** START Records shown **
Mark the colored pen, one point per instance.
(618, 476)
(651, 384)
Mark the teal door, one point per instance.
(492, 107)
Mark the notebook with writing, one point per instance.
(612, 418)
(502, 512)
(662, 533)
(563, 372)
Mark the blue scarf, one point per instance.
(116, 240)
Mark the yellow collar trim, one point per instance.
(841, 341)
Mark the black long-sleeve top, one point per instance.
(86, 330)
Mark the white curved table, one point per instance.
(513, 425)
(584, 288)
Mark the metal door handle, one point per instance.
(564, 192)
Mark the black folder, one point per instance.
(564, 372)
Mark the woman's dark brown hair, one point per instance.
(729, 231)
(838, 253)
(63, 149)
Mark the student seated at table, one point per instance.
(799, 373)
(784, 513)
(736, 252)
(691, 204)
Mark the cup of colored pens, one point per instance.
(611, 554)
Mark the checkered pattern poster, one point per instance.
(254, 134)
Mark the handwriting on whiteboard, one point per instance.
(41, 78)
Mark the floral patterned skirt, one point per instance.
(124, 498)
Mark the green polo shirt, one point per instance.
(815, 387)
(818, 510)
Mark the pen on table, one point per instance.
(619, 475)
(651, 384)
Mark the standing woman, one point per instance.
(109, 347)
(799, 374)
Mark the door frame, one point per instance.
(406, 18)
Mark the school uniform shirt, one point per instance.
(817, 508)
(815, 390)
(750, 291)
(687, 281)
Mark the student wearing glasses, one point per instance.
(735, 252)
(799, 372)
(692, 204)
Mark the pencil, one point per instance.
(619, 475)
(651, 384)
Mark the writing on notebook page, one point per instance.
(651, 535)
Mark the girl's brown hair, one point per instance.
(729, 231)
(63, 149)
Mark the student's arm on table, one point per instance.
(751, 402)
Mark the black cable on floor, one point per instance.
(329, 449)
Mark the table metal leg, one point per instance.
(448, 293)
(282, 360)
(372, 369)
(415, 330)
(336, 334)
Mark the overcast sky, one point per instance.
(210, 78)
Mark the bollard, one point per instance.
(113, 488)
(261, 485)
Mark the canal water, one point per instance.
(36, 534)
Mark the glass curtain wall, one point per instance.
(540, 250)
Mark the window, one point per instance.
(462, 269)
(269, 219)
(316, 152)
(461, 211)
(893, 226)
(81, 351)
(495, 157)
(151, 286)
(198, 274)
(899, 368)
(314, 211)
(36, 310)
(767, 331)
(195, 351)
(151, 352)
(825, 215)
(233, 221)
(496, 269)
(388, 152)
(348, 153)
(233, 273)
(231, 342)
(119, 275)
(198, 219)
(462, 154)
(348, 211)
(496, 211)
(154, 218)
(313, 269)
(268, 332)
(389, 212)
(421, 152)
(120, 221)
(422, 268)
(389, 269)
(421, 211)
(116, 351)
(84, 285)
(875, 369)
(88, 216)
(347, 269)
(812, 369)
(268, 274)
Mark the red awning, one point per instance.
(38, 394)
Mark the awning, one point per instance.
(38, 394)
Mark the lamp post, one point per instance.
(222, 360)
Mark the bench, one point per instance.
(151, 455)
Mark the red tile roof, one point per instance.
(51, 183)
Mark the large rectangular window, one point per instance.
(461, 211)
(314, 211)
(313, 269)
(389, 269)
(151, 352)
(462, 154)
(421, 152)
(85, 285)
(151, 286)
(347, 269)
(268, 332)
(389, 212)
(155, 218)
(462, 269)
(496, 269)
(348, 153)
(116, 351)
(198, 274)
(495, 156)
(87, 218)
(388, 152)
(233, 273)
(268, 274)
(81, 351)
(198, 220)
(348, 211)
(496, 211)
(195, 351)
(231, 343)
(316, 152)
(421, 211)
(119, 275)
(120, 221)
** END Records shown **
## Exercise:
Give all the records again. Match them exactly.

## Response to the task:
Mark the colored pen, one point per instance.
(618, 476)
(651, 384)
Mark the teal door, one point per instance.
(492, 107)
Mark the notebook with writing, one point per instance.
(612, 418)
(502, 512)
(662, 533)
(563, 372)
Mark the blue scarf, one point per instance.
(116, 240)
Mark the yellow collar trim, one point per instance.
(841, 341)
Mark the black long-sleeve top, one point per instance.
(86, 330)
Mark the white curved table, one point per instance.
(513, 425)
(584, 288)
Mark the metal door handle, one point per instance.
(564, 192)
Mark the black folder, one point per instance.
(564, 372)
Mark the woman's dark brown hair, one point per instance.
(729, 231)
(838, 253)
(63, 149)
Mark the student seated at table, one point per instance.
(799, 373)
(784, 513)
(736, 252)
(691, 204)
Mark the cup of colored pens, one point per instance.
(611, 554)
Mark the checkered pattern poster, one point per instance.
(254, 134)
Mark the handwriting on whiteboard, one point per instance.
(41, 78)
Mark the floral patterned skirt, one point per instance.
(124, 498)
Mark the green polo shirt, one point per instance.
(815, 387)
(818, 510)
Mark the pen on table, one point per instance.
(619, 475)
(651, 384)
Mark the standing woman, one point per instance.
(109, 347)
(799, 374)
Mark the door frame, one point per instance.
(406, 18)
Mark the school uniform shirt, one point per instance.
(817, 508)
(815, 390)
(750, 291)
(687, 281)
Mark the student wearing glasses, one point per instance.
(735, 252)
(799, 372)
(692, 204)
Mark the pencil, one point per instance.
(619, 475)
(651, 384)
Mark the writing on notebook page, one point per instance.
(651, 535)
Mark the girl's brown hair, one point per instance.
(729, 231)
(63, 149)
Mark the student's arm on table, one point per instance.
(751, 402)
Mark the black cable on floor, one point per instance.
(329, 449)
Mark the table metal leg, one point per instance.
(448, 293)
(282, 360)
(372, 369)
(415, 330)
(336, 334)
Mark the overcast sky, one point per instance.
(210, 78)
Mark the bollard, one point per instance.
(113, 488)
(261, 485)
Mark the canal water, one point per instance.
(36, 534)
Mark the glass curtain wall, one point per instance.
(540, 250)
Mark the window, one point per instance.
(462, 269)
(269, 219)
(316, 152)
(461, 211)
(893, 226)
(81, 351)
(495, 157)
(151, 286)
(198, 274)
(899, 368)
(314, 211)
(36, 310)
(767, 331)
(195, 351)
(151, 352)
(825, 215)
(233, 221)
(496, 269)
(388, 152)
(348, 153)
(233, 273)
(231, 342)
(119, 275)
(198, 219)
(462, 154)
(348, 211)
(496, 211)
(154, 218)
(313, 269)
(268, 332)
(389, 212)
(421, 152)
(120, 221)
(422, 268)
(389, 269)
(421, 211)
(116, 351)
(84, 285)
(875, 369)
(88, 216)
(347, 269)
(812, 369)
(268, 274)
Mark the red awning, one point per instance.
(38, 394)
Mark the awning, one point per instance.
(38, 394)
Mark the lamp post, one point per instance.
(222, 360)
Mark the bench, one point per instance.
(151, 455)
Mark the red tile roof, one point per instance.
(51, 183)
Mark the large rectangular window, one point per instance.
(461, 211)
(314, 211)
(313, 269)
(389, 269)
(151, 352)
(462, 154)
(421, 152)
(85, 285)
(151, 286)
(347, 269)
(268, 332)
(389, 212)
(155, 218)
(462, 269)
(496, 269)
(348, 153)
(116, 351)
(198, 274)
(495, 156)
(87, 218)
(388, 152)
(233, 273)
(268, 274)
(81, 351)
(198, 220)
(348, 211)
(496, 211)
(195, 351)
(231, 343)
(316, 152)
(421, 211)
(119, 275)
(120, 221)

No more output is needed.